::: DONNÉES FOURNIES

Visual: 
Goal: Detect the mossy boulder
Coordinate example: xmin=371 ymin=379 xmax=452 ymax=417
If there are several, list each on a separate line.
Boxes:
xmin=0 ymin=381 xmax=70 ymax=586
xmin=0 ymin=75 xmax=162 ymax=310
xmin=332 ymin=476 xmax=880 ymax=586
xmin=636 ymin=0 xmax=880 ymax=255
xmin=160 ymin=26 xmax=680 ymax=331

::::::

| À FAIRE |
Rassemblez toutes les lignes des données qui contiennent la chaîne « ymax », en tenant compte de la casse.

| SOLUTION |
Coordinate example: xmin=371 ymin=379 xmax=452 ymax=417
xmin=0 ymin=381 xmax=70 ymax=586
xmin=0 ymin=75 xmax=162 ymax=310
xmin=332 ymin=476 xmax=880 ymax=586
xmin=636 ymin=0 xmax=880 ymax=255
xmin=160 ymin=26 xmax=680 ymax=331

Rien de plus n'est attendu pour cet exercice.